[Stored entries]
————

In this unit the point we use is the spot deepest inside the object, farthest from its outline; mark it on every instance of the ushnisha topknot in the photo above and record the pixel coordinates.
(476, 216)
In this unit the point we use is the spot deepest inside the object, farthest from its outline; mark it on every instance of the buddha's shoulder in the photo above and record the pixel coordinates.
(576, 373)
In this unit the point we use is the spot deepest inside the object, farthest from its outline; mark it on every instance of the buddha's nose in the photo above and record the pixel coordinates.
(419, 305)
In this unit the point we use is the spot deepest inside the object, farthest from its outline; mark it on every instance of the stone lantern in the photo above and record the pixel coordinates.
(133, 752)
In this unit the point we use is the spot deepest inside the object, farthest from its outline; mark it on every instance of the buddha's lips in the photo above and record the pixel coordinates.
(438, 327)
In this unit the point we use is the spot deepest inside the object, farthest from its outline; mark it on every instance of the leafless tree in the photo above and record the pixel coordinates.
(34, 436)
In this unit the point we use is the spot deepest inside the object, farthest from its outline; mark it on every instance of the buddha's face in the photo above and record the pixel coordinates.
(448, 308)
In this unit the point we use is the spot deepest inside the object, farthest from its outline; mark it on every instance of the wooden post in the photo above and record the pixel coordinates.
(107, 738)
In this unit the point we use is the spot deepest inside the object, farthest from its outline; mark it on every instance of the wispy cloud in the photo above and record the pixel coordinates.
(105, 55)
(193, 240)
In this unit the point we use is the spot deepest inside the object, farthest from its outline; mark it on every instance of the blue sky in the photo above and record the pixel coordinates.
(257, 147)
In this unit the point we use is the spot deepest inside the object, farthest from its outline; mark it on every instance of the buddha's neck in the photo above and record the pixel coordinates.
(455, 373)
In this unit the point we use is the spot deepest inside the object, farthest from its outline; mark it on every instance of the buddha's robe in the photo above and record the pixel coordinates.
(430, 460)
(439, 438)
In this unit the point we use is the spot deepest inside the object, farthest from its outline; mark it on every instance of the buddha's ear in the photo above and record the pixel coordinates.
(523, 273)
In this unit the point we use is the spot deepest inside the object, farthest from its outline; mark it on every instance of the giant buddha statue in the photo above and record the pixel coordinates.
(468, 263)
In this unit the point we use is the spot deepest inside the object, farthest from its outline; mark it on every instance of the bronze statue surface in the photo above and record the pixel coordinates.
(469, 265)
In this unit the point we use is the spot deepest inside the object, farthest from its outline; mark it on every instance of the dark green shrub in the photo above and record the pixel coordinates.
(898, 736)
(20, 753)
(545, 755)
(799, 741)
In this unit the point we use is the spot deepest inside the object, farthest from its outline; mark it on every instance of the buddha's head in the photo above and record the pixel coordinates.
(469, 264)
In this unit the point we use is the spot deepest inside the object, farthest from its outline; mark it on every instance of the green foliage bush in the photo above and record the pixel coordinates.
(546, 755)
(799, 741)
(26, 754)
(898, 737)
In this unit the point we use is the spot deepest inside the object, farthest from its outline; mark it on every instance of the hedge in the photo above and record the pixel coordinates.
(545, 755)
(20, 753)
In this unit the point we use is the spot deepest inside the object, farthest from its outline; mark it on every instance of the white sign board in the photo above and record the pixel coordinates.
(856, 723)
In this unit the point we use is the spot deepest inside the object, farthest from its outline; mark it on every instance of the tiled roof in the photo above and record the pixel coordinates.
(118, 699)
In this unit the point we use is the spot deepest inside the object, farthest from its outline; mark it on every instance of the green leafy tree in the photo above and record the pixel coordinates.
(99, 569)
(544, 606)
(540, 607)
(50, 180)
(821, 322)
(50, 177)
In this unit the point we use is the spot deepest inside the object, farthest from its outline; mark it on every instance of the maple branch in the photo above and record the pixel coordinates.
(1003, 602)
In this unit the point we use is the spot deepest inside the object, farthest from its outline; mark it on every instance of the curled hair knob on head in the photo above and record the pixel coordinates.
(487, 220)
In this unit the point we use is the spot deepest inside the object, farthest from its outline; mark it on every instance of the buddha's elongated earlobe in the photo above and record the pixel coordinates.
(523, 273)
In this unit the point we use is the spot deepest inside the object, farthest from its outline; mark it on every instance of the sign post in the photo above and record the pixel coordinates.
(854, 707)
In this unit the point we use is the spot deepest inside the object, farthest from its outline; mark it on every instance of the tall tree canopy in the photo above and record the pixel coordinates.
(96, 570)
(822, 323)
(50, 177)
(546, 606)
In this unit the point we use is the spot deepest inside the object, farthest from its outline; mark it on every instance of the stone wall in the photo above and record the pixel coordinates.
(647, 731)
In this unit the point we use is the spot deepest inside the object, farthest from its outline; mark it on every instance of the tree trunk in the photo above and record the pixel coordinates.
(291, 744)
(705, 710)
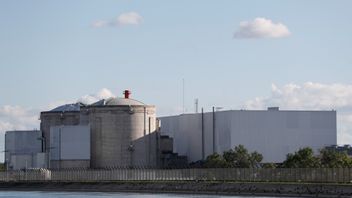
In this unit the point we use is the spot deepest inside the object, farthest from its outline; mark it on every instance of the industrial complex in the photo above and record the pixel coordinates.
(123, 132)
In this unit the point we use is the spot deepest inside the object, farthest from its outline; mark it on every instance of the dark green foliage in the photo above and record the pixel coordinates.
(269, 165)
(334, 159)
(239, 157)
(215, 161)
(303, 158)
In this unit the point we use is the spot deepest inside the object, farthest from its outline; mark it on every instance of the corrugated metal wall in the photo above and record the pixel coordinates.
(272, 133)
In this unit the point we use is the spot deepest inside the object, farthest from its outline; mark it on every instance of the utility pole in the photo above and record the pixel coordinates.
(203, 138)
(214, 130)
(196, 105)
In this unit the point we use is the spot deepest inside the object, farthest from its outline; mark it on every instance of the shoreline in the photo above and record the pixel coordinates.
(189, 187)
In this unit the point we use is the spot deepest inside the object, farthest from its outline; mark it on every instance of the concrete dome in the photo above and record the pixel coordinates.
(68, 107)
(117, 102)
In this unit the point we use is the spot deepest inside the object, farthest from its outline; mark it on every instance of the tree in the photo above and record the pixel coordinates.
(334, 159)
(215, 161)
(239, 157)
(303, 158)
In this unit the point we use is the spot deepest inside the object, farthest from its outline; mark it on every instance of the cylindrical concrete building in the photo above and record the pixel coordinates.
(123, 133)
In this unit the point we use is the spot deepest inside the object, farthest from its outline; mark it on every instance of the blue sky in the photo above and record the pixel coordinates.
(50, 51)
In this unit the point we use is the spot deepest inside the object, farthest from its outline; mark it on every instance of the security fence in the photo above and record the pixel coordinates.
(315, 175)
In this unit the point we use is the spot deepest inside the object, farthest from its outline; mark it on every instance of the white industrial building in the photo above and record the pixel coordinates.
(23, 150)
(273, 132)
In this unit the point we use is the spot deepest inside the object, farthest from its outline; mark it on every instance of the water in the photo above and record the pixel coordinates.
(38, 194)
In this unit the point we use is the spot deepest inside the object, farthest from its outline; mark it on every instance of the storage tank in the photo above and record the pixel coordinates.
(68, 114)
(123, 133)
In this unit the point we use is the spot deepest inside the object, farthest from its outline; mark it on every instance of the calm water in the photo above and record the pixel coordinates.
(16, 194)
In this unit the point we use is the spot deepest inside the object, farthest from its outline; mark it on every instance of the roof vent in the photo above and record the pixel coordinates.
(273, 108)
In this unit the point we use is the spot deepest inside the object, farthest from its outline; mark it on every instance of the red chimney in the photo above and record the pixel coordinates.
(127, 93)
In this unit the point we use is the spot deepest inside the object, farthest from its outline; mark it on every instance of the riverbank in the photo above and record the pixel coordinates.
(223, 188)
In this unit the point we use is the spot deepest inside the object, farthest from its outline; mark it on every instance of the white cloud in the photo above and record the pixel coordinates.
(128, 18)
(91, 98)
(99, 23)
(261, 28)
(313, 96)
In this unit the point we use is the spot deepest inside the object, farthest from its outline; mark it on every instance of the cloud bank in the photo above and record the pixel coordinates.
(261, 28)
(313, 96)
(128, 18)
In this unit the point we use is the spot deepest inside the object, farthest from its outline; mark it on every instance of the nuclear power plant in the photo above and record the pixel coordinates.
(124, 132)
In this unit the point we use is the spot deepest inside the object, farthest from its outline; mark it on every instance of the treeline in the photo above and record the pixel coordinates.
(239, 157)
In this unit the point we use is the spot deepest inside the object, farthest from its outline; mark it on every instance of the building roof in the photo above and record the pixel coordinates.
(117, 102)
(68, 107)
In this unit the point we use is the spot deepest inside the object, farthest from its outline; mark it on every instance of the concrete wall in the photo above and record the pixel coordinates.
(50, 119)
(272, 133)
(122, 135)
(61, 164)
(71, 144)
(21, 149)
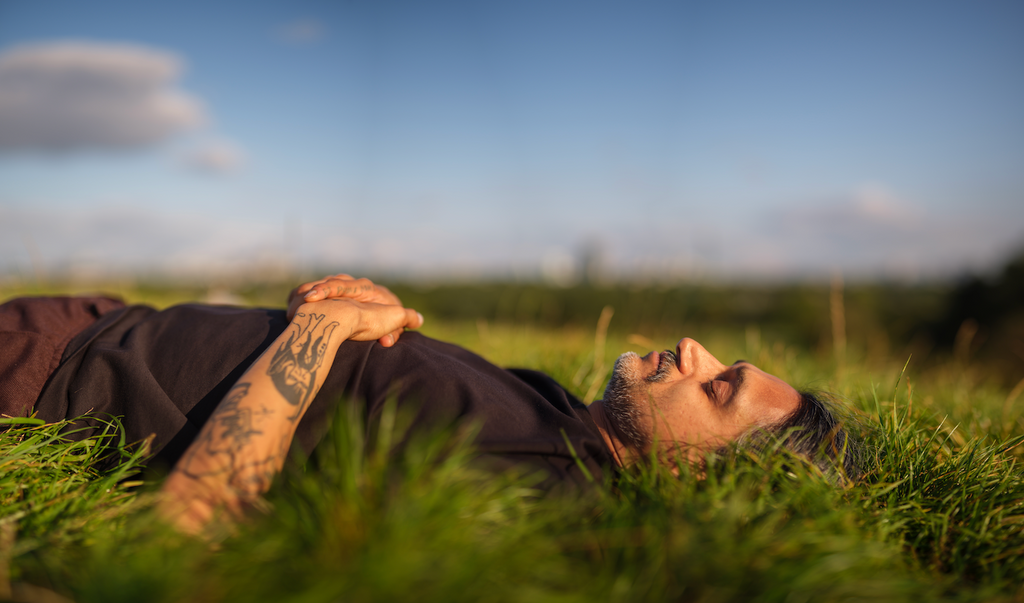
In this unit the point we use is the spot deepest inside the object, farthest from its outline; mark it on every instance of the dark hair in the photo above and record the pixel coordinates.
(818, 431)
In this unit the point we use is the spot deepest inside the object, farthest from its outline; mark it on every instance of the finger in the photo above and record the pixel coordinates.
(391, 338)
(380, 321)
(358, 289)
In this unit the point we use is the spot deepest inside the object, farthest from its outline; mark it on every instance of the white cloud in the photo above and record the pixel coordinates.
(64, 96)
(302, 32)
(217, 157)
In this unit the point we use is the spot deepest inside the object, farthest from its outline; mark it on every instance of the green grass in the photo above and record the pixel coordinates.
(938, 516)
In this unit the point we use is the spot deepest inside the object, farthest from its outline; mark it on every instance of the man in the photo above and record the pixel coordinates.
(222, 392)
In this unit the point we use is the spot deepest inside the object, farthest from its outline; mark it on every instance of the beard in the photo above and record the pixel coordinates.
(627, 399)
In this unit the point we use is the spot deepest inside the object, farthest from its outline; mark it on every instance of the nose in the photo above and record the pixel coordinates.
(694, 359)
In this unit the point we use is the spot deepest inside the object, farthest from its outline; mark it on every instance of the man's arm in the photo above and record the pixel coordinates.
(246, 441)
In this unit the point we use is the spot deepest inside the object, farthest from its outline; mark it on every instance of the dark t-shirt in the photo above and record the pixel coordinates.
(164, 373)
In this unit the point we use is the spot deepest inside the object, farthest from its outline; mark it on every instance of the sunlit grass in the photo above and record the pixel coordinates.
(938, 516)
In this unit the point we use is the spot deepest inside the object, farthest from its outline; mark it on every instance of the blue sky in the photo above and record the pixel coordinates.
(678, 139)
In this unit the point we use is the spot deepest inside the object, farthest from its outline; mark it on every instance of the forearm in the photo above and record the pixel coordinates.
(246, 441)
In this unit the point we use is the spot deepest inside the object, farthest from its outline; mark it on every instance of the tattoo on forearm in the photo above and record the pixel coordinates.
(227, 432)
(294, 365)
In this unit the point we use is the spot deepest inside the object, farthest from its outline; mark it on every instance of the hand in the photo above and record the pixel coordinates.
(343, 287)
(368, 320)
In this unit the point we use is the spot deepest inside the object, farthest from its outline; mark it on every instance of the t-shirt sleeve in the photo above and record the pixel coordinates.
(34, 333)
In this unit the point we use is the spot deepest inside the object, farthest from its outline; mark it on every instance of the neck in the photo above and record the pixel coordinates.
(622, 454)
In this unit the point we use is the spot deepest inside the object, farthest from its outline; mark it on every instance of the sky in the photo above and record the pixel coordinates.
(512, 139)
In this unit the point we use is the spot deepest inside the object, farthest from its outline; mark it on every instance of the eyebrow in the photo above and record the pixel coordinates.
(740, 375)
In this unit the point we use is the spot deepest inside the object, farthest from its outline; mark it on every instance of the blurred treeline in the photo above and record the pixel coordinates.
(977, 319)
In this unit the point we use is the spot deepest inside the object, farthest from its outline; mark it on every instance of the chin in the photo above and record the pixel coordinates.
(626, 400)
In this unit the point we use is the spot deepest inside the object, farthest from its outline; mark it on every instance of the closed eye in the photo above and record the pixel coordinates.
(719, 390)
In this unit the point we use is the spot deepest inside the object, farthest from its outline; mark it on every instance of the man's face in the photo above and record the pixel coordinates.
(688, 398)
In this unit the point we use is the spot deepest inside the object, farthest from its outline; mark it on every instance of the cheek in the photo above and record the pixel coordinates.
(679, 416)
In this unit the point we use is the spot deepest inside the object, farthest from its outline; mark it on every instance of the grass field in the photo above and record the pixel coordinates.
(938, 516)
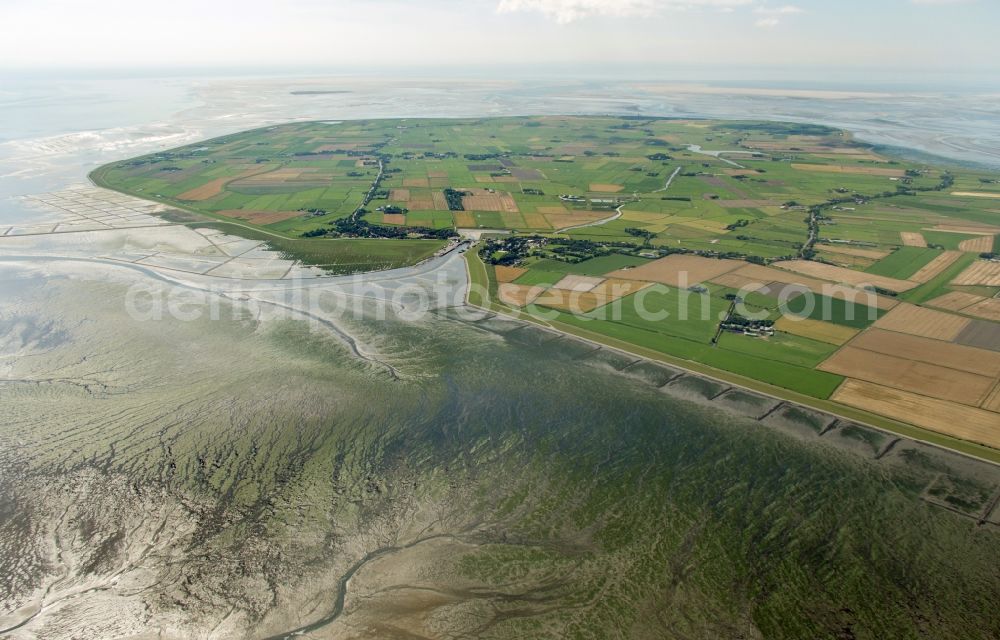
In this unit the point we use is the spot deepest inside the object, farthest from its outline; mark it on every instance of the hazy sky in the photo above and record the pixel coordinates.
(341, 34)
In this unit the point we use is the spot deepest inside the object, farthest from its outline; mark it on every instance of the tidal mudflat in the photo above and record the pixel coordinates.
(185, 454)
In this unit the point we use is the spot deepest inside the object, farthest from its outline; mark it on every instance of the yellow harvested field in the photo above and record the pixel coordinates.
(955, 301)
(909, 375)
(421, 203)
(858, 296)
(585, 302)
(946, 354)
(260, 217)
(518, 295)
(508, 274)
(982, 244)
(912, 239)
(836, 168)
(465, 220)
(981, 272)
(874, 254)
(992, 403)
(679, 270)
(844, 276)
(975, 228)
(988, 309)
(573, 282)
(487, 200)
(951, 418)
(933, 268)
(975, 194)
(919, 321)
(766, 275)
(606, 188)
(827, 332)
(739, 282)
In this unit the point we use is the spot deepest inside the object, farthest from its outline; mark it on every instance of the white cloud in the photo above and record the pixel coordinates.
(564, 11)
(783, 10)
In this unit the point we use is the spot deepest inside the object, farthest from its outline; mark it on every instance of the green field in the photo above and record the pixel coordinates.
(586, 196)
(903, 262)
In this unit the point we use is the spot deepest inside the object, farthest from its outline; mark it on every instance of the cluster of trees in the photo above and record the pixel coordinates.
(358, 228)
(454, 198)
(646, 235)
(508, 250)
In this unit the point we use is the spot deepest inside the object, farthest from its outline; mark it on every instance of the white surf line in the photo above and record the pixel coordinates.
(670, 180)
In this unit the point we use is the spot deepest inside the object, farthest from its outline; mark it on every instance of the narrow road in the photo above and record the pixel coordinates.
(670, 180)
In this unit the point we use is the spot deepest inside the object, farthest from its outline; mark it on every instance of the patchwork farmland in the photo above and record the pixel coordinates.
(800, 259)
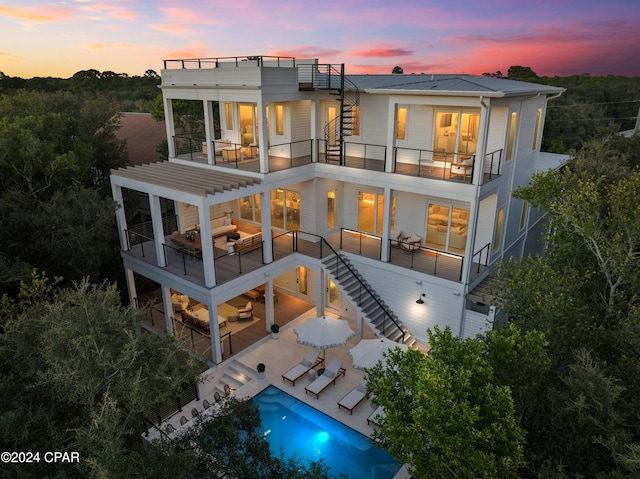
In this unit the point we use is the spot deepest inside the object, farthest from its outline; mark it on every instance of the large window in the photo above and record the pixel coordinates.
(456, 134)
(370, 212)
(355, 121)
(523, 215)
(497, 234)
(513, 123)
(401, 123)
(285, 209)
(228, 114)
(249, 124)
(250, 208)
(447, 228)
(536, 132)
(331, 209)
(279, 119)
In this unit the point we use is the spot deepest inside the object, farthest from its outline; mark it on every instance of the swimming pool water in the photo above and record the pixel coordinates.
(299, 429)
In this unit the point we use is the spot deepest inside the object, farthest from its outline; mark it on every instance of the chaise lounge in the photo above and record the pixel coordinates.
(331, 373)
(309, 362)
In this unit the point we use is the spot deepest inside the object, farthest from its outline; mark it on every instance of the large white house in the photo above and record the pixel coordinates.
(384, 198)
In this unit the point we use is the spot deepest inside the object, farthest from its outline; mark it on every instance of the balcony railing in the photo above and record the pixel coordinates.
(221, 62)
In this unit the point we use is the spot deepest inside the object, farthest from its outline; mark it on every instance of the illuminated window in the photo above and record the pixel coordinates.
(536, 132)
(456, 133)
(228, 113)
(512, 135)
(250, 208)
(285, 209)
(523, 215)
(280, 120)
(331, 209)
(370, 212)
(355, 119)
(497, 236)
(401, 123)
(447, 228)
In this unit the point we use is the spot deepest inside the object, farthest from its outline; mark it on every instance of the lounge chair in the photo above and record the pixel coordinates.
(354, 397)
(329, 376)
(376, 416)
(310, 361)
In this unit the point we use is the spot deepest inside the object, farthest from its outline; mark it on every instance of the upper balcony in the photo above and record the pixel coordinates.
(440, 165)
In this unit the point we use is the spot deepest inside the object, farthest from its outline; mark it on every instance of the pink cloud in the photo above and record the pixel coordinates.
(35, 14)
(383, 52)
(107, 11)
(307, 52)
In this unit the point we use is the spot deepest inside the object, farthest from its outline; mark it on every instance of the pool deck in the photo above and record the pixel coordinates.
(279, 355)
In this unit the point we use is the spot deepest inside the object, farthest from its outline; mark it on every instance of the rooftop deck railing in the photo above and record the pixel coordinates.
(220, 62)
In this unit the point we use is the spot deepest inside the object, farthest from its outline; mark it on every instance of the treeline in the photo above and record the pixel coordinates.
(592, 107)
(131, 93)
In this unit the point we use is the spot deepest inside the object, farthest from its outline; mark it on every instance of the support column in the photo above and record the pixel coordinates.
(209, 130)
(391, 136)
(269, 305)
(207, 246)
(168, 309)
(320, 291)
(158, 230)
(263, 140)
(171, 128)
(386, 223)
(265, 224)
(214, 328)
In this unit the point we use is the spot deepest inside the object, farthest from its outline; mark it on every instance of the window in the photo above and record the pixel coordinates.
(536, 132)
(370, 212)
(280, 119)
(447, 228)
(456, 133)
(331, 209)
(512, 135)
(332, 115)
(250, 208)
(523, 215)
(355, 119)
(401, 123)
(497, 236)
(248, 124)
(285, 209)
(303, 282)
(228, 113)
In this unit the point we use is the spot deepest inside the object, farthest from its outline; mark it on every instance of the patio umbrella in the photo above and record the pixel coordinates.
(368, 352)
(324, 332)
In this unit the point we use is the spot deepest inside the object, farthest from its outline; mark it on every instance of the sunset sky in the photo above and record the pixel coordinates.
(553, 37)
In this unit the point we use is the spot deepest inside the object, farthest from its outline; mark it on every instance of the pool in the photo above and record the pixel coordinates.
(299, 429)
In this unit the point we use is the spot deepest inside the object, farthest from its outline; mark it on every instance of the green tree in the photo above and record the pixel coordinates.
(446, 415)
(79, 374)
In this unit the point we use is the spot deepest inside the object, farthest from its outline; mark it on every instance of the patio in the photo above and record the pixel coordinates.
(279, 355)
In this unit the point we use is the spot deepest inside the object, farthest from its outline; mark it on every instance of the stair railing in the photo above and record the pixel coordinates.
(363, 288)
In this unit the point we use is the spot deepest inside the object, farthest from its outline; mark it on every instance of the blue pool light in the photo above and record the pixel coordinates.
(302, 431)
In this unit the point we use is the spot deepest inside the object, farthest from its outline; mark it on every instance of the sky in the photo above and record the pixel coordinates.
(552, 37)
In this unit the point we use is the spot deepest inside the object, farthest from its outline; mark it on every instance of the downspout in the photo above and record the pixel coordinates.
(476, 209)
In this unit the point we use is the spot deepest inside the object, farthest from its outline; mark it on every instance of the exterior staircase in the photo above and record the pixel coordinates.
(331, 78)
(370, 305)
(341, 127)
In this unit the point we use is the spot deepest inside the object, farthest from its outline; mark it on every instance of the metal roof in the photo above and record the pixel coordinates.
(473, 84)
(185, 178)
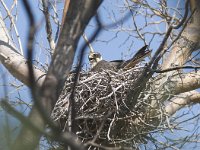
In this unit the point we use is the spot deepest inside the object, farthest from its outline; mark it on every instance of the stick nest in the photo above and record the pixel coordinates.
(102, 114)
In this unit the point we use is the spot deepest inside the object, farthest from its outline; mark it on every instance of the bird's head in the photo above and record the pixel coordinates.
(94, 58)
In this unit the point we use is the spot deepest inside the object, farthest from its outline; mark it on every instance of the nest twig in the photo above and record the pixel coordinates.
(102, 115)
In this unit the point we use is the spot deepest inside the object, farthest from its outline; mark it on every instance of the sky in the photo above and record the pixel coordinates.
(113, 43)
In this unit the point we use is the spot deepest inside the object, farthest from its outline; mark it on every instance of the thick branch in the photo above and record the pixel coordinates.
(78, 16)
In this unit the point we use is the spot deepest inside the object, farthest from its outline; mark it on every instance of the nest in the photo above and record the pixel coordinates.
(102, 113)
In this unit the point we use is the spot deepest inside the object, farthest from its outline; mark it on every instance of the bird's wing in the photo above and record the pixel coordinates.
(138, 57)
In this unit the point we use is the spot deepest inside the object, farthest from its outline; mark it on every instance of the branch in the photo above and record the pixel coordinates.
(181, 101)
(14, 62)
(48, 25)
(79, 14)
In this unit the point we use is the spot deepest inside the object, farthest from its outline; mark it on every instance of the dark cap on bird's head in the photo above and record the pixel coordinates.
(94, 58)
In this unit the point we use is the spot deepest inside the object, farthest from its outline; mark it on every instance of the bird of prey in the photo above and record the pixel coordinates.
(97, 64)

————

### What to work on:
Your output consists solely of the lines from the one with "the bird's wing" through the last line, copied exactly.

### The reply:
In this unit the point we use is the spot deepest inside the object, farthest from its outline; mark it on every instance of the bird's wing in the photo above and record the pixel coordinates.
(138, 57)
In this unit the point we use is the spot deepest inside the object, farthest from its outline; mark it on every instance of the branch in the photo above and record the pixel coordinates.
(181, 101)
(14, 62)
(48, 25)
(79, 14)
In this unit the point we use is the spot deepest inside the object, farthest from its outline; mark it on every instance of the dark cap on bird's head in the photo above and record the pixel coordinates.
(94, 58)
In this unit the point we use is the spot deepest inside the object, farthest from its outline; mark it on every instance of the bird of prey in the photo above and record the pixel coordinates.
(97, 64)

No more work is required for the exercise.